▶ _Cel zadania_:
Przepisz w całości wszystko od początku rekordów aż do wiersza zawierającego „M 224 170 L” włącznie i przesuń przy tym każdą współrzędną w odpowiedziach o 98, dodając tę liczbę do każdej z nich. Obrazów nie umieszczaj w odpowiedzi.

▶ _Rekordy do ćwiczenia_:

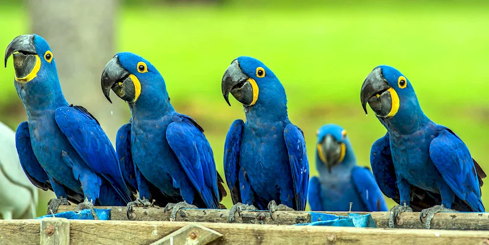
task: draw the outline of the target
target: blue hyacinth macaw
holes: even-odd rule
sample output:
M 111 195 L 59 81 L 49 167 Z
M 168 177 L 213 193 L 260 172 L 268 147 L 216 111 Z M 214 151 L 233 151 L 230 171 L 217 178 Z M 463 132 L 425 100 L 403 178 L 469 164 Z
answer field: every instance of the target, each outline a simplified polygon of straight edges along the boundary
M 370 170 L 356 165 L 346 130 L 333 124 L 316 132 L 316 167 L 319 178 L 309 182 L 312 211 L 387 211 L 387 205 Z
M 65 99 L 47 42 L 36 34 L 20 36 L 7 47 L 5 67 L 12 54 L 15 87 L 28 118 L 17 128 L 17 151 L 32 183 L 59 197 L 50 201 L 48 211 L 69 204 L 67 198 L 78 203 L 84 198 L 78 209 L 133 201 L 98 122 Z
M 101 83 L 107 99 L 112 90 L 132 115 L 116 142 L 124 179 L 140 197 L 128 204 L 128 214 L 134 205 L 151 206 L 148 199 L 173 208 L 172 220 L 179 208 L 219 208 L 226 192 L 203 129 L 173 108 L 158 70 L 138 55 L 119 53 Z
M 224 170 L 236 211 L 306 208 L 309 164 L 304 134 L 290 122 L 285 90 L 260 61 L 241 56 L 222 78 L 222 95 L 243 105 L 246 122 L 233 122 L 226 137 Z M 279 205 L 277 205 L 278 204 Z
M 405 76 L 378 66 L 360 98 L 365 113 L 368 102 L 387 130 L 372 145 L 370 161 L 380 189 L 401 204 L 391 209 L 390 226 L 413 208 L 422 209 L 427 228 L 437 212 L 485 211 L 480 187 L 486 174 L 455 133 L 424 115 Z

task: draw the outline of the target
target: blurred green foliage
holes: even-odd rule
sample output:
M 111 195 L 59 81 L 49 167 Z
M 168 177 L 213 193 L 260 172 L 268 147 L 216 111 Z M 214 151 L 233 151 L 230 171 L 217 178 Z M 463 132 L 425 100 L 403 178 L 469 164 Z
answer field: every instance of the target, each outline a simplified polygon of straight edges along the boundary
M 121 7 L 117 49 L 139 54 L 158 69 L 174 106 L 205 130 L 223 176 L 227 129 L 234 120 L 244 117 L 234 99 L 228 107 L 220 83 L 224 70 L 240 55 L 261 60 L 284 84 L 289 118 L 305 134 L 311 175 L 317 174 L 314 132 L 327 123 L 345 128 L 358 164 L 369 165 L 370 146 L 385 130 L 373 114 L 365 116 L 360 88 L 365 76 L 380 64 L 404 73 L 425 113 L 457 133 L 489 173 L 488 2 L 168 5 L 160 1 L 153 6 L 137 2 L 128 0 Z M 29 20 L 22 6 L 0 9 L 0 43 L 6 46 L 13 38 L 29 32 Z M 96 52 L 87 51 L 88 55 Z M 10 65 L 0 72 L 0 120 L 15 128 L 25 112 L 13 85 L 13 74 Z M 103 96 L 98 92 L 91 96 Z M 488 191 L 486 184 L 482 187 L 486 205 Z M 229 196 L 224 203 L 232 205 Z M 40 212 L 45 212 L 45 203 L 40 202 Z M 388 204 L 394 204 L 390 200 Z

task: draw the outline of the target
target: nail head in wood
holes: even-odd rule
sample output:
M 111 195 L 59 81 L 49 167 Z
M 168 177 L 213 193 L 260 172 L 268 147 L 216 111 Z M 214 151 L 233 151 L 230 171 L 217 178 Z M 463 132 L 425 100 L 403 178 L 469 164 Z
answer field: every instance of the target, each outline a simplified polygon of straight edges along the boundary
M 41 220 L 41 245 L 69 244 L 69 221 L 64 218 Z

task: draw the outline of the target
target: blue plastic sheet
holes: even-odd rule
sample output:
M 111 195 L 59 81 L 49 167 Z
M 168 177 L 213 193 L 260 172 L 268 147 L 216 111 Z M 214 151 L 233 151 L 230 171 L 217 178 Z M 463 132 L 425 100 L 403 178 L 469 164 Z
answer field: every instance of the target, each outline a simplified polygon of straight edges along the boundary
M 359 215 L 350 214 L 348 217 L 310 212 L 310 223 L 298 224 L 295 225 L 326 225 L 330 226 L 349 226 L 377 228 L 370 214 Z
M 94 208 L 93 211 L 95 211 L 95 215 L 98 217 L 99 220 L 111 220 L 111 209 L 109 208 L 107 209 L 101 209 L 98 208 Z M 39 218 L 36 218 L 36 219 L 40 219 L 43 218 L 48 218 L 52 217 L 53 215 L 49 214 L 47 215 L 44 215 L 44 216 L 41 216 Z M 91 210 L 90 209 L 82 209 L 82 210 L 78 212 L 75 212 L 73 211 L 69 211 L 67 212 L 63 212 L 62 213 L 58 213 L 54 214 L 54 217 L 56 218 L 65 218 L 68 220 L 94 220 L 93 218 L 93 216 L 91 213 Z

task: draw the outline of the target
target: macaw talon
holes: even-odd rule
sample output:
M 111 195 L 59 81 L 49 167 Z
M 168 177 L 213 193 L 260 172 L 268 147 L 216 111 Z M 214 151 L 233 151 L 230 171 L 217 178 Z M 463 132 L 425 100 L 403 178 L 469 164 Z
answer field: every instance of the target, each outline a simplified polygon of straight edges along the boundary
M 243 204 L 241 203 L 238 203 L 231 207 L 229 209 L 229 223 L 232 223 L 234 221 L 234 215 L 238 212 L 238 215 L 241 217 L 241 211 L 243 210 L 256 210 L 257 209 L 253 205 Z
M 76 206 L 75 212 L 78 212 L 82 209 L 91 209 L 93 208 L 93 202 L 92 200 L 89 201 L 89 199 L 85 198 L 85 200 L 83 203 L 80 203 Z
M 180 208 L 199 208 L 197 206 L 187 204 L 186 202 L 180 202 L 177 204 L 166 204 L 165 207 L 164 212 L 172 209 L 172 213 L 170 215 L 170 221 L 175 221 L 175 217 L 177 216 L 177 212 Z
M 413 209 L 406 204 L 406 203 L 402 205 L 396 205 L 391 208 L 390 214 L 389 216 L 389 227 L 394 227 L 394 220 L 397 220 L 398 217 L 404 212 L 412 212 Z
M 126 206 L 127 208 L 127 218 L 129 220 L 133 220 L 133 218 L 130 215 L 132 213 L 133 208 L 134 207 L 152 207 L 155 204 L 155 202 L 156 200 L 153 199 L 152 202 L 150 201 L 144 197 L 143 197 L 143 199 L 141 199 L 139 198 L 136 199 L 136 201 L 131 202 L 128 203 L 127 205 Z
M 270 212 L 270 218 L 272 220 L 275 220 L 273 219 L 273 216 L 272 216 L 272 213 L 276 211 L 294 211 L 293 208 L 287 205 L 283 204 L 277 205 L 277 203 L 274 200 L 272 200 L 271 202 L 268 203 L 268 208 Z
M 437 213 L 457 213 L 458 212 L 455 209 L 445 207 L 443 204 L 442 205 L 435 205 L 431 207 L 421 210 L 420 220 L 421 220 L 421 222 L 424 224 L 425 228 L 429 229 L 431 227 L 431 220 L 435 216 L 435 214 Z M 423 222 L 423 218 L 426 218 L 426 220 Z
M 47 202 L 47 212 L 46 215 L 54 214 L 58 212 L 60 205 L 70 205 L 68 199 L 60 196 L 58 198 L 53 198 Z

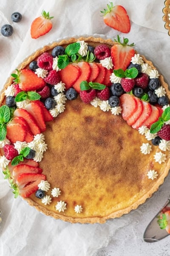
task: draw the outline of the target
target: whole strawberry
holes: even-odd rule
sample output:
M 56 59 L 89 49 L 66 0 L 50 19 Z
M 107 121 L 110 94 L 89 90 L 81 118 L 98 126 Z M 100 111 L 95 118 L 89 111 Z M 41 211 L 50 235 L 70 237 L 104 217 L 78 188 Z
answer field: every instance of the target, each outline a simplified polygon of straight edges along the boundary
M 170 125 L 164 125 L 157 133 L 158 136 L 165 140 L 170 140 Z

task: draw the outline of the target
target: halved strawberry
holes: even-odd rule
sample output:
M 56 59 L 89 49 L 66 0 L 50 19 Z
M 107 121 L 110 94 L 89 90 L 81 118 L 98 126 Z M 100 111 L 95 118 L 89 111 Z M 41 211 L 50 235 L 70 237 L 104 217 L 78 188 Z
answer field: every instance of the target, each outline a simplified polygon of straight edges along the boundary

▶ _Odpowiedź_:
task: draw the outline of the target
target: blue hyacinth macaw
holes: even-odd rule
sample output:
M 111 195 L 59 81 L 49 167 Z
M 168 177 L 213 193 L 260 172 L 268 147 L 216 111 Z M 214 151 L 233 151 L 230 171 L 217 178 Z M 463 132 L 425 100 L 403 178 L 469 164 Z
answer field: every instance of the target, each outline a simplified polygon of straight edges along the boundary
M 468 268 L 454 263 L 444 228 L 431 222 L 414 230 L 414 265 L 417 276 L 407 280 L 410 309 L 485 309 L 485 303 Z
M 163 197 L 145 140 L 134 132 L 118 134 L 105 145 L 103 165 L 110 152 L 113 185 L 126 216 L 115 226 L 115 249 L 130 281 L 157 295 L 148 299 L 146 309 L 167 302 L 165 296 L 176 301 L 182 296 L 176 307 L 231 299 L 196 220 Z
M 199 181 L 205 197 L 210 188 L 230 213 L 214 240 L 222 277 L 238 295 L 226 302 L 226 312 L 232 303 L 249 304 L 246 297 L 271 306 L 270 318 L 277 306 L 317 306 L 324 290 L 301 227 L 271 206 L 256 168 L 236 153 L 217 151 Z
M 322 268 L 334 309 L 404 306 L 407 262 L 402 232 L 388 220 L 383 188 L 358 159 L 339 154 L 320 176 L 320 193 L 341 203 L 344 220 L 331 220 L 324 235 Z M 377 303 L 375 303 L 376 302 Z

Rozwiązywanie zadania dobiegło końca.